● WRITTEN INSTRUCTION A
List every two-word capitalized term in the confidentiality clause below, in order of first appearance.
● WRITTEN INSTRUCTION B
Extend the confidentiality clause below, picking up right after its final sentence.

┌─ DOCUMENT SECTION

3.   Except as otherwise provided in this Agreement, the Receiving Party agrees that for a period of five (5) years from the date of disclosure it shall not disclose Confidential Information received from the Disclosing Party to any third party nor use such Confidential Information for any purpose other than to evaluate its interest in the Possible Transaction. The Receiving Party shall use the same degree of care in maintaining the confidentiality of the Confidential Information as it uses with respect to its own information that is regarded as confidential and/or proprietary by such Party, but in any case shall at least use reasonable care. Each Party agrees that it will restrict the access of all Confidential Information to only those of its Representatives who have need to be informed of the Confidential Information for the purposes for which the Confidential Information is provided, which Persons will be bound to the Receiving Party by an agreement of confidentiality that contains substantially the same obligations contained in this Agreement. Notwithstanding the foregoing, the Receiving Party hereby agrees that the Persons listed on Exhibit A hereto (who shall be identified by Receiving Party from time to time after the date hereof and added to Exhibit A hereto with the consent of Disclosing Party, which consent shall not be unreasonably withheld) are the only Persons

3


 

    who will be allowed to review the Technical Information disclosed by the Disclosing Party.

└─
┌─ INFORMATION GIVEN

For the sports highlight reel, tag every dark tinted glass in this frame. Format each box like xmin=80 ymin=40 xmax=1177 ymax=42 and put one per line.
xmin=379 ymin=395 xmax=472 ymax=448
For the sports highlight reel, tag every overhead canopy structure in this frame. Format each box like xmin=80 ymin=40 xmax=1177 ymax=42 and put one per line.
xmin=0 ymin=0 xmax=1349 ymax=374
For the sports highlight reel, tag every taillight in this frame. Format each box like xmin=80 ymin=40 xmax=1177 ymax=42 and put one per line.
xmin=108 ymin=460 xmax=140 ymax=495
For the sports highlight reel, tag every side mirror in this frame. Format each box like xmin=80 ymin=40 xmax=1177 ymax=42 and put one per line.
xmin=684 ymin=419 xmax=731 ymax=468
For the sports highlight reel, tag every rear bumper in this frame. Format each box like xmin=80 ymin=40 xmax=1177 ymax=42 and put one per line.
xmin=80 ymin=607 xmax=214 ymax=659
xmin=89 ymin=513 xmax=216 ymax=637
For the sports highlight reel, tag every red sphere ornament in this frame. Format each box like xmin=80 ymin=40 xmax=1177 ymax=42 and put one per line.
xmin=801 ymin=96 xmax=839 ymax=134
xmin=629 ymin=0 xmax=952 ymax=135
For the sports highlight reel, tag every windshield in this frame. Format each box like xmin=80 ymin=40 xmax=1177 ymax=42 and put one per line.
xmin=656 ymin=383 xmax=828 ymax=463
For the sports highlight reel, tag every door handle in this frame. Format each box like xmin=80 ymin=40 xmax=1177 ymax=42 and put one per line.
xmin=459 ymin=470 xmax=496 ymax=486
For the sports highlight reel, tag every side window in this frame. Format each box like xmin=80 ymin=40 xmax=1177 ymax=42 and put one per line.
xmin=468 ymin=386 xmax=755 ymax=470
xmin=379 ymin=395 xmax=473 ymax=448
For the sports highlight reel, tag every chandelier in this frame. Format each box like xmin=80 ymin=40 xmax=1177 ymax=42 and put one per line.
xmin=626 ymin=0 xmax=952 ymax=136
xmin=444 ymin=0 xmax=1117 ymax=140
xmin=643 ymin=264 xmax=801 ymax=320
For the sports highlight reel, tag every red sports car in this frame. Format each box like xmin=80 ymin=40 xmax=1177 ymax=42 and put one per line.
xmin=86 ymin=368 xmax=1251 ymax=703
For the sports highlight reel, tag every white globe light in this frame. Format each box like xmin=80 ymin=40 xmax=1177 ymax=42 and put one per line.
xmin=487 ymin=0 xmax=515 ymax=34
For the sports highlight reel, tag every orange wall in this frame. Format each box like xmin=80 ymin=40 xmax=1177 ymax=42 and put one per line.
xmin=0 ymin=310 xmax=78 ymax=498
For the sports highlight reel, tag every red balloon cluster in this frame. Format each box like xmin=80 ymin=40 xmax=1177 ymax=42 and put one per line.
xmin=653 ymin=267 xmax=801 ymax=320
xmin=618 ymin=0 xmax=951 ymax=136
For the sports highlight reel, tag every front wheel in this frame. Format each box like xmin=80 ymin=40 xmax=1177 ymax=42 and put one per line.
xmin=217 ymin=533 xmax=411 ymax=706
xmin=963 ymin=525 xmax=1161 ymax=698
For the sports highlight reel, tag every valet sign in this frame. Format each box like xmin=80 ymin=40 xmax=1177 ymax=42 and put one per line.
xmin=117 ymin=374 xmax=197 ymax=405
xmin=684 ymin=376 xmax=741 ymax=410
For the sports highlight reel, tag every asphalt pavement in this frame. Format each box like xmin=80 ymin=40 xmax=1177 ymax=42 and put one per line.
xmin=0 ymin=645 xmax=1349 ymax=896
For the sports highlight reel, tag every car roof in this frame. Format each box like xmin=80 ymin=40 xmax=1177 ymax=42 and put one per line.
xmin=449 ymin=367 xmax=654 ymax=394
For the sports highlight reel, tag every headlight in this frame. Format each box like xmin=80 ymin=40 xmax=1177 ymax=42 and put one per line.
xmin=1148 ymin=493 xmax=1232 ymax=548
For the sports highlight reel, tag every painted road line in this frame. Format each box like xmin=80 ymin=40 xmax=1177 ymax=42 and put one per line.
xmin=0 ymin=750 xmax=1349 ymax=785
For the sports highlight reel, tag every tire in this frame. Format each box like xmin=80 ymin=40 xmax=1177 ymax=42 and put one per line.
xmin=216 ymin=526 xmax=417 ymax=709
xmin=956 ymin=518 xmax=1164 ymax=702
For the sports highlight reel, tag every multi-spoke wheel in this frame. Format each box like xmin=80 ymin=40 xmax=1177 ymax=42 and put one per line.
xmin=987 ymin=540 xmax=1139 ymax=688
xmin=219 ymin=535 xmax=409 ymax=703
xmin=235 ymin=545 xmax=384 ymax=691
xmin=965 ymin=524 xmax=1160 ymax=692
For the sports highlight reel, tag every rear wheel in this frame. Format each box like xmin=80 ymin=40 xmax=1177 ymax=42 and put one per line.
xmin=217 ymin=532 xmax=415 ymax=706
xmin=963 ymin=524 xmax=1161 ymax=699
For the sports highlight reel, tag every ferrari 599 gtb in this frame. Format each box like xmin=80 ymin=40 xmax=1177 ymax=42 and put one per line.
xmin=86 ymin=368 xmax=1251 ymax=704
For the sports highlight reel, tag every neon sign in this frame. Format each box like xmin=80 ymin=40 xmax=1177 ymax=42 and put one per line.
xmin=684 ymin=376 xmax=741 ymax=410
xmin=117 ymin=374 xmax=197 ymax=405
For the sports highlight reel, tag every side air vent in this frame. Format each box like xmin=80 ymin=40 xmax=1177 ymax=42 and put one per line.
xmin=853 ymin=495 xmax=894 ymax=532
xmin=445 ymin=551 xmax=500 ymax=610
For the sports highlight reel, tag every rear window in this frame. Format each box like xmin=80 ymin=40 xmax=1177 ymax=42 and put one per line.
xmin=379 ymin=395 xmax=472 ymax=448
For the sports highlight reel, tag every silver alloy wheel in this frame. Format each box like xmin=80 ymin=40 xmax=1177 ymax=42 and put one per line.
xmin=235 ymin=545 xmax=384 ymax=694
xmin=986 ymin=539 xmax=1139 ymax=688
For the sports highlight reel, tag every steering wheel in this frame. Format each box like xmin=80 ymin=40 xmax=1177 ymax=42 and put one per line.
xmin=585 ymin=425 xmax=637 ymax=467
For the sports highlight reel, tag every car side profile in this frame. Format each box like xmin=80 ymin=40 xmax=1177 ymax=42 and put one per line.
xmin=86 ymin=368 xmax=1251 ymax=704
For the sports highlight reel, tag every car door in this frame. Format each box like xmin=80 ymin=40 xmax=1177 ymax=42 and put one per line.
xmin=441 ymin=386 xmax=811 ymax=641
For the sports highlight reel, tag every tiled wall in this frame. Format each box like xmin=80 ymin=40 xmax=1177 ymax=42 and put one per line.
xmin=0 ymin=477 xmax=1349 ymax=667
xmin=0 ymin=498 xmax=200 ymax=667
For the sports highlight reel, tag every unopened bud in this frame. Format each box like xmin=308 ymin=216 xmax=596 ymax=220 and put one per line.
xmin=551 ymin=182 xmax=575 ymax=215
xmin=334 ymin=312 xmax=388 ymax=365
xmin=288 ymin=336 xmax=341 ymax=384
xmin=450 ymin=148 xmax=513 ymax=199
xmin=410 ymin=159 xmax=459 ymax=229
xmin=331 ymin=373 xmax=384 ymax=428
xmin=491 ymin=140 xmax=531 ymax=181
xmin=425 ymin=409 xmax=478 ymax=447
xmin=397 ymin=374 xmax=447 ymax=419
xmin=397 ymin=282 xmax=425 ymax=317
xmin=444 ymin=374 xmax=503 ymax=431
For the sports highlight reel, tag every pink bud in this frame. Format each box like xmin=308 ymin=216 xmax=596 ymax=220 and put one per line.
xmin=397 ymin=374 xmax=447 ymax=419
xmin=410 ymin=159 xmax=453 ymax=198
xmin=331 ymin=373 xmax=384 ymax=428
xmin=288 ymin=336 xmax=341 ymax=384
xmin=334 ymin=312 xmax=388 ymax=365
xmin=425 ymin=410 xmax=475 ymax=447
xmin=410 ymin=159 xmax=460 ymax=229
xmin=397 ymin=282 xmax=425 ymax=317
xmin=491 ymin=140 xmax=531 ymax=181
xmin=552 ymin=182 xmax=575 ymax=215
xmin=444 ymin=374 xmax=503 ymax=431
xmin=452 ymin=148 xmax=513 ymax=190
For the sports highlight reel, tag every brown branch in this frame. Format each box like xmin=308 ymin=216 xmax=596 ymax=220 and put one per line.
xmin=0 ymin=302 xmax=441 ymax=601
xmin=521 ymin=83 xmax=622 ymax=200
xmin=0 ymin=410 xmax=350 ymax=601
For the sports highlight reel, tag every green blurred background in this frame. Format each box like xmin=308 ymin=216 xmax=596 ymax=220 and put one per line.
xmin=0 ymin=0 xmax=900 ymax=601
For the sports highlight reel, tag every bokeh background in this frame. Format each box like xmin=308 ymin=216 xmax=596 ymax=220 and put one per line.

└─

● ANSWER A
Receiving Party, Confidential Information, Disclosing Party, Possible Transaction, Exhibit A, Technical Information

● ANSWER B
 
4.   If either Party hereto shall determine that it does not wish to proceed with the Possible Transaction, such party shall promptly advise the other Party of that decision. In that case, or in the event that the Disclosing Party, in its sole discretion, so requests or if the Possible Transaction is not consummated by the Receiving Party, the Receiving Party shall, upon the Disclosing Party’s written request, promptly deliver to the Disclosing Party all Confidential Information provided by the Disclosing Party or any of its Representatives, and, at the Receiving Party’s election, return or destroy (provided that any such destruction shall be certified by a duly authorized Representative of the Receiving Party) all copies, reproductions, summaries, analyses or extracts thereof or based thereon (whether in hard-copy form or on intangible media, such as electronic mail or computer files) in the Receiving Party’s possession or in the possession of any Representative of the Receiving Party; provided, however, that if a legal proceeding has been instituted to seek disclosure of the Confidential Information, such material shall not be destroyed until the proceeding is settled or a final judgment with respect thereto has been rendered.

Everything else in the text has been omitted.